> **WHAT IS REQUIRED**
Reproduce, character for character, the lines of the data from the line with "Where can you spot the bangs" through the end of the data.

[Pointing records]
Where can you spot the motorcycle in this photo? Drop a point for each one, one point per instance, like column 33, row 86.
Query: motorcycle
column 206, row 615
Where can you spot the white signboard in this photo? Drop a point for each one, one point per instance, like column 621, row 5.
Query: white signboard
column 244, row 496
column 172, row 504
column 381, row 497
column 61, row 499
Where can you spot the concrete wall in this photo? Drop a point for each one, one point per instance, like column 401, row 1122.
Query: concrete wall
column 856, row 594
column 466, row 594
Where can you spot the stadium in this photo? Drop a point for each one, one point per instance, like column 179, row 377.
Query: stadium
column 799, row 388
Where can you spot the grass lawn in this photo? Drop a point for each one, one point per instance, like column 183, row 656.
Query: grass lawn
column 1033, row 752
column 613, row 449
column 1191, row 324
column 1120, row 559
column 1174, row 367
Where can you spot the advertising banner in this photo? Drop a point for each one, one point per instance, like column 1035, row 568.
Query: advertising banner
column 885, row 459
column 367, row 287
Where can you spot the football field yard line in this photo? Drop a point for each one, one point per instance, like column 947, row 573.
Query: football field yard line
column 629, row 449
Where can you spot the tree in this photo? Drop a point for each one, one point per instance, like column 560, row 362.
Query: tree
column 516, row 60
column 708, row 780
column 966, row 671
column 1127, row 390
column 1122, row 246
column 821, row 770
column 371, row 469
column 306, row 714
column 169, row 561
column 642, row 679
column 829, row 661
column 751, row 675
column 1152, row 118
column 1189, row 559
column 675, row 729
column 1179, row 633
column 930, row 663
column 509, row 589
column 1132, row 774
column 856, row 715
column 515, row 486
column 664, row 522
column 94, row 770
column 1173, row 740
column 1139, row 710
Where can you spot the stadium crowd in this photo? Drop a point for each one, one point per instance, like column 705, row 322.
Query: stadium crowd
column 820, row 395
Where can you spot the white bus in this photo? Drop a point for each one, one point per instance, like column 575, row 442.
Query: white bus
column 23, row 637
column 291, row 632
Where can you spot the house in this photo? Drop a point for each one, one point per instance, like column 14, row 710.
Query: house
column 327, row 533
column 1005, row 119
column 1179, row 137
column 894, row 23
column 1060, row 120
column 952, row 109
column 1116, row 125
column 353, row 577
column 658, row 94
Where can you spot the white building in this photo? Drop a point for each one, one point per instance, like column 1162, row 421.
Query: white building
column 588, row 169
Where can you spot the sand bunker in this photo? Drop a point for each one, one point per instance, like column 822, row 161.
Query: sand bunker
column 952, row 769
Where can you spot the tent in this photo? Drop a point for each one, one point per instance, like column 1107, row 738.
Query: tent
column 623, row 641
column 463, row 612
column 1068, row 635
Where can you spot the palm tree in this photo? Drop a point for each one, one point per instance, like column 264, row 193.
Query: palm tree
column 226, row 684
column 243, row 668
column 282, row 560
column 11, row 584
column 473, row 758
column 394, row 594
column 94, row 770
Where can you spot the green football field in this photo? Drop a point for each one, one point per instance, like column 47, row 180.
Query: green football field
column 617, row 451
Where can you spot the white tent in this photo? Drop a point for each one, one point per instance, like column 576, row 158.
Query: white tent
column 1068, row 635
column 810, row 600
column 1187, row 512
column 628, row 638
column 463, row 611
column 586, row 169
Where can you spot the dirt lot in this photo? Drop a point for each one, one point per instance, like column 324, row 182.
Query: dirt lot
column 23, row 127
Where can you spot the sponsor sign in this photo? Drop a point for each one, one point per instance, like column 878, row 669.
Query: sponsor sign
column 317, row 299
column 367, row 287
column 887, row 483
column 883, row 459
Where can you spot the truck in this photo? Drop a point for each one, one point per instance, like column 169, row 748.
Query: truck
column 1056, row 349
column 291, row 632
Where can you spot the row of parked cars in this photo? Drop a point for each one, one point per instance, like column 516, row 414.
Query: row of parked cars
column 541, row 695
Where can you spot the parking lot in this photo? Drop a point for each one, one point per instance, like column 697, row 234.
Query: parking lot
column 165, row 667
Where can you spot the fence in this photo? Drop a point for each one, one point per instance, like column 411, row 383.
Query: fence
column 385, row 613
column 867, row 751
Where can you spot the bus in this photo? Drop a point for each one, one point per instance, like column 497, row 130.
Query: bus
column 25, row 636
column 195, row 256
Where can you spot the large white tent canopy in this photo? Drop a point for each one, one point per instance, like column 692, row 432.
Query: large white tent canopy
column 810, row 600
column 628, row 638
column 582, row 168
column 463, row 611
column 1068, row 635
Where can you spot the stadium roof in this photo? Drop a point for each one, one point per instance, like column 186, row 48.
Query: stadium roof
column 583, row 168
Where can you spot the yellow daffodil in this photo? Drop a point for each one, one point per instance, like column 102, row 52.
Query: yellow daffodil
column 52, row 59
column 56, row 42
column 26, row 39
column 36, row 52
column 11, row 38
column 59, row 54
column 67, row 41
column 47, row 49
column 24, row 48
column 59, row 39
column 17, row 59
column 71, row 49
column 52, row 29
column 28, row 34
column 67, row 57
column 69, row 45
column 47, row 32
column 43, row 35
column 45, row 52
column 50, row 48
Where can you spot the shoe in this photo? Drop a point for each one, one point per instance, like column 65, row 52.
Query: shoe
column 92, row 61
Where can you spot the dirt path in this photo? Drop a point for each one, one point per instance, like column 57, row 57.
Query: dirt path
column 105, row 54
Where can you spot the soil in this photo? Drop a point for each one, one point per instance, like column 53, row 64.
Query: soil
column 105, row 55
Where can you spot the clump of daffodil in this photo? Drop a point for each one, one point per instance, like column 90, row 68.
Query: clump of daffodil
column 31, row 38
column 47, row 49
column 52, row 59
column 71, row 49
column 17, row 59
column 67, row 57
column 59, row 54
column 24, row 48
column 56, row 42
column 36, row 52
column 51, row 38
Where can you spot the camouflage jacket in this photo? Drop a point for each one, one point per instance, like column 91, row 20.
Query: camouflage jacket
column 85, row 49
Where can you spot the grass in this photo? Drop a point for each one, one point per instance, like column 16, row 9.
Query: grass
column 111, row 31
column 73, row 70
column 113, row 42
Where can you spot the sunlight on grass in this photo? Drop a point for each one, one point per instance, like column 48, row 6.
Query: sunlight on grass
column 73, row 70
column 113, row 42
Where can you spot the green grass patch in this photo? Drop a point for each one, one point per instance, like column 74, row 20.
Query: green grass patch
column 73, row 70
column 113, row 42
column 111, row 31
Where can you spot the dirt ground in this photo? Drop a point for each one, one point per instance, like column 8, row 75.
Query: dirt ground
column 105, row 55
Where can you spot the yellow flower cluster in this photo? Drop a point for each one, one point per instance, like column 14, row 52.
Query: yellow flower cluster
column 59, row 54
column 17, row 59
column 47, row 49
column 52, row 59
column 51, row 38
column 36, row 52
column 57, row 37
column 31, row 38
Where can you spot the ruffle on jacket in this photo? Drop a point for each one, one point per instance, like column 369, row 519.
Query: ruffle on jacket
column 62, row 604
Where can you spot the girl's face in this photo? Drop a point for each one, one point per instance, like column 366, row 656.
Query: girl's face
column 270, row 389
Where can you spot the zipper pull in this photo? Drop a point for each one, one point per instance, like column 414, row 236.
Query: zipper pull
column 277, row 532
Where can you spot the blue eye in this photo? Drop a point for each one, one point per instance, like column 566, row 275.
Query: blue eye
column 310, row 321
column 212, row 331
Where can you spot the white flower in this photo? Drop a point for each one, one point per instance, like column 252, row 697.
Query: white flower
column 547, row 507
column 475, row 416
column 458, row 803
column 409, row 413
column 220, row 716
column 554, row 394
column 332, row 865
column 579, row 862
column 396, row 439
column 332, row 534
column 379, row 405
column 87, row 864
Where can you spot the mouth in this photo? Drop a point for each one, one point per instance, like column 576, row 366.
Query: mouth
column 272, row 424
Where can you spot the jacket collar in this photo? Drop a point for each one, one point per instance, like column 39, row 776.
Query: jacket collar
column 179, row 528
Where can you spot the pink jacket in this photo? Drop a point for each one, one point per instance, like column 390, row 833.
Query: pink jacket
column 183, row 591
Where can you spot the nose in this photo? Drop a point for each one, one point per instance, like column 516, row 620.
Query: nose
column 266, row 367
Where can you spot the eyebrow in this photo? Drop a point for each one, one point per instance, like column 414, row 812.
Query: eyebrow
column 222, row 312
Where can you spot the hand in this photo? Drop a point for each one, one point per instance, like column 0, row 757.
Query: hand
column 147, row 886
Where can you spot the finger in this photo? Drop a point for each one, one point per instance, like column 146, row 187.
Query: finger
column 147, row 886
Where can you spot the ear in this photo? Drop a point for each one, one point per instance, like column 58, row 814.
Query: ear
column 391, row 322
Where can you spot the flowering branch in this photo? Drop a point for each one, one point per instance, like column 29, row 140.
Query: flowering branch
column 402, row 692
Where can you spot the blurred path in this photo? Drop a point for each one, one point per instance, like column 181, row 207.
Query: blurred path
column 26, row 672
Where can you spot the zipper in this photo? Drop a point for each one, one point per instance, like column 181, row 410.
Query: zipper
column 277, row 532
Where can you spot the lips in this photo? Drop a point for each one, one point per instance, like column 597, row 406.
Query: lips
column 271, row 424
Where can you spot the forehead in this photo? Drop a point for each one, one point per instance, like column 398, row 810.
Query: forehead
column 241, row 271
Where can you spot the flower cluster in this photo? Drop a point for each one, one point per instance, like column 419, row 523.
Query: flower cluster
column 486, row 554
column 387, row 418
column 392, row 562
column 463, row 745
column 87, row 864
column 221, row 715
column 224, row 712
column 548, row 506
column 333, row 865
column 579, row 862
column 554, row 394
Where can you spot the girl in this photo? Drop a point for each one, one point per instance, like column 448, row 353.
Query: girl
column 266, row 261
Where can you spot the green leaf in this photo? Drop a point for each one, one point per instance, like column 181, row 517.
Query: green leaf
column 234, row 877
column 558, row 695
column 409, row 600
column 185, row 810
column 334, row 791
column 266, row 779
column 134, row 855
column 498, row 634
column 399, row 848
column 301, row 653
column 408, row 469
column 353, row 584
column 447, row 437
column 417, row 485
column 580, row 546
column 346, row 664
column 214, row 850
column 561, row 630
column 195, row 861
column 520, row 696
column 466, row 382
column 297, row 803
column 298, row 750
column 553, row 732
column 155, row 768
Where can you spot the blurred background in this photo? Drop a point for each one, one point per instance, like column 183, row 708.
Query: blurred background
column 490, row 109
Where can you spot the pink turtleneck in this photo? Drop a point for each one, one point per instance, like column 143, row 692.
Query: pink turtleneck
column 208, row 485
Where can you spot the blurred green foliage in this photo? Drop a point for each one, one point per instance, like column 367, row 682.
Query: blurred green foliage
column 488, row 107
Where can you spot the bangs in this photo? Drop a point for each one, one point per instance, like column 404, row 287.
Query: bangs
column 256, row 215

> **SOLUTION FOR THIS PROBLEM**
Where can you spot the bangs in this photo? Drop a point for each one, one point per instance, like column 404, row 287.
Query: bangs
column 256, row 215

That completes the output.